→ Problems to work on
1) Using the Enigma post, explain in one to three sentences why the input signal gets scrambled as it passes through the rotors.
2) According to the Enigma post, where did the codebreakers who cracked Enigma's codes work?
3) List every main component of the machine named in the Enigma post.

---------- Passage shown ----------

During World War II, the Enigma machine presented a formidable challenge to the Allied forces as they struggled to decipher encrypted German messages.

However, a team of brilliant codebreakers, including Alan Turing, at Britain’s Bletchley Park successfully cracked Enigma’s codes, turning the tide of the war.

In this post I’m going to describe the core components of the machine and what are the keypoints that allowed the cryptanalysts to break one of the most famous codes of the history.

Construction

Main components:

• Keyboard: allows the operator to input the plaintext by pressing the corresponding keys.
• Plugboard: a series of interchangeable cables that connect pairs of letters.
• Rotors: a set of rotating cipher wheels which are wired together. Each rotor had a unique configuration of wiring inside which cause the input signal to be scrambled before reaching the next rotor.

---------- Data section ----------

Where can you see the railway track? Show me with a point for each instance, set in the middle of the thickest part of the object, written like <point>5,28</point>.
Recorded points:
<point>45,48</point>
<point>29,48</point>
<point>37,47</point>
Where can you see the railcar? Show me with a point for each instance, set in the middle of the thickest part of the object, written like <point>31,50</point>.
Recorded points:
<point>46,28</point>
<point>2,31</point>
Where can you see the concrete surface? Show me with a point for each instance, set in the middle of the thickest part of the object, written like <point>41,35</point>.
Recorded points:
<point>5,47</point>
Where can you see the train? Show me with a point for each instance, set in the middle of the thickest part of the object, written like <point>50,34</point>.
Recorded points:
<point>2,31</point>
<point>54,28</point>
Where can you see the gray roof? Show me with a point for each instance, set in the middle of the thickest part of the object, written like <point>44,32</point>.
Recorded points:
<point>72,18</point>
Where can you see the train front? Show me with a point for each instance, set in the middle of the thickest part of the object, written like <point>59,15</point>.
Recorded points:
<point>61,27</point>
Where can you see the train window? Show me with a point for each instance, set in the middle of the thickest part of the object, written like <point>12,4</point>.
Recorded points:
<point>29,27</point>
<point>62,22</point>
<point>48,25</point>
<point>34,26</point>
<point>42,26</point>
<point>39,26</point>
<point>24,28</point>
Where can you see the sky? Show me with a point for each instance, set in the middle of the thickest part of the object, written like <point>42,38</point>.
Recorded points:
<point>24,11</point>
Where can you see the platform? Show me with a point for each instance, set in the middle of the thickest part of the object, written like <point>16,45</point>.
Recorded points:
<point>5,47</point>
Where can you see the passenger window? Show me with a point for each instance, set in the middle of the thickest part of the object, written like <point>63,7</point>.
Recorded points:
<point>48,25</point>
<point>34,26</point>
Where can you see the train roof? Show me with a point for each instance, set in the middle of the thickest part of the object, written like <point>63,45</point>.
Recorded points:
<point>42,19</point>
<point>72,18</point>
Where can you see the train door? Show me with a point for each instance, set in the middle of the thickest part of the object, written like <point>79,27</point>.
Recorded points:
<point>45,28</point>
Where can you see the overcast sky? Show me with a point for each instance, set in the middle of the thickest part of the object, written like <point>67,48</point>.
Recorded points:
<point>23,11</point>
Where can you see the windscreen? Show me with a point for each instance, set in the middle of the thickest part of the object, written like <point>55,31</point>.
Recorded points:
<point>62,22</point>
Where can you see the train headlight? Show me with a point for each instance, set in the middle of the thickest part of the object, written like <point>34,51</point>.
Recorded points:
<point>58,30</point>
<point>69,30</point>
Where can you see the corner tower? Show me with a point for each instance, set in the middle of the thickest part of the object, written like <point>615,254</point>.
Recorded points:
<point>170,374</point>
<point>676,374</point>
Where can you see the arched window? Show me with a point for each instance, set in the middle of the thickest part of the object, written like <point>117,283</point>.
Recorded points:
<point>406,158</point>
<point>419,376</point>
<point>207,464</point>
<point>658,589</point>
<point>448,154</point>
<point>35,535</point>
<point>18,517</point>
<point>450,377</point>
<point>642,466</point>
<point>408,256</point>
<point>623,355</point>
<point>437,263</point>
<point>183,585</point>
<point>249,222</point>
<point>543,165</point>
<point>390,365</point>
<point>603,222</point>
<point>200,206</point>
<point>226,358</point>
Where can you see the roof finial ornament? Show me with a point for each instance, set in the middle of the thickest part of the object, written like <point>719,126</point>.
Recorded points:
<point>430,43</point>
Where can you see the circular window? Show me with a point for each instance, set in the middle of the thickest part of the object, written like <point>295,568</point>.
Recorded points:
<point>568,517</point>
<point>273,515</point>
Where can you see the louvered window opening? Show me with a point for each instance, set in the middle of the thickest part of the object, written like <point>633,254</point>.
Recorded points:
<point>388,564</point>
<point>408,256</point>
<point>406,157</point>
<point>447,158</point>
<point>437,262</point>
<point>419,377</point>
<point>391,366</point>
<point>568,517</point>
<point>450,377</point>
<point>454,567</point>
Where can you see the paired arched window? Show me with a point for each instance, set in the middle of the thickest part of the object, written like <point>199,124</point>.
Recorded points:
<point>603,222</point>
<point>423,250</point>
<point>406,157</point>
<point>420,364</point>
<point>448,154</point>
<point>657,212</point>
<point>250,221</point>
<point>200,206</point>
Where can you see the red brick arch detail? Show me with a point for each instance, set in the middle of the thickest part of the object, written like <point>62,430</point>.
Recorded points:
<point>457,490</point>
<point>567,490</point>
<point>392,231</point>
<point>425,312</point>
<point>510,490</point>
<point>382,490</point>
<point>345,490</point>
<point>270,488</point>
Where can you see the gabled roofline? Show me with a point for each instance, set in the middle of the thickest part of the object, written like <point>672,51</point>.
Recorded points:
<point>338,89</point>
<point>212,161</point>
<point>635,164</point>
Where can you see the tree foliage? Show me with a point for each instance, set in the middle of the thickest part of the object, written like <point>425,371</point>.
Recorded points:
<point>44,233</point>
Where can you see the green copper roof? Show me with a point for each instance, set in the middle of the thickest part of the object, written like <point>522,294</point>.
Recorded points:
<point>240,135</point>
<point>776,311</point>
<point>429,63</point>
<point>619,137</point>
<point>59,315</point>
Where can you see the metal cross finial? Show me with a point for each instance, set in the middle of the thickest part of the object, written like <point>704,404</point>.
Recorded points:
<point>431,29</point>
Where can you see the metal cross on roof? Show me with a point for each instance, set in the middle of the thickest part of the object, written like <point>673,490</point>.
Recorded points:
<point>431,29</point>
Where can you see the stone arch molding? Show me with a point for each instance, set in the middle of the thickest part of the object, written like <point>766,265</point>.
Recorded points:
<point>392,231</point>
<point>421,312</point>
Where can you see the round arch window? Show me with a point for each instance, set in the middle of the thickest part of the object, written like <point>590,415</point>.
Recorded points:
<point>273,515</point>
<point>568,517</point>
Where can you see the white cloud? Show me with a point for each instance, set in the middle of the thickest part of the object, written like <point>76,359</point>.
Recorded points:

----------

→ Exercise answers
1) Each rotor had its own unique configuration of wiring inside. That wiring scrambles the input signal before it reaches the next rotor.

2) At Britain's Bletchley Park.

3) Keyboard, Plugboard, Rotors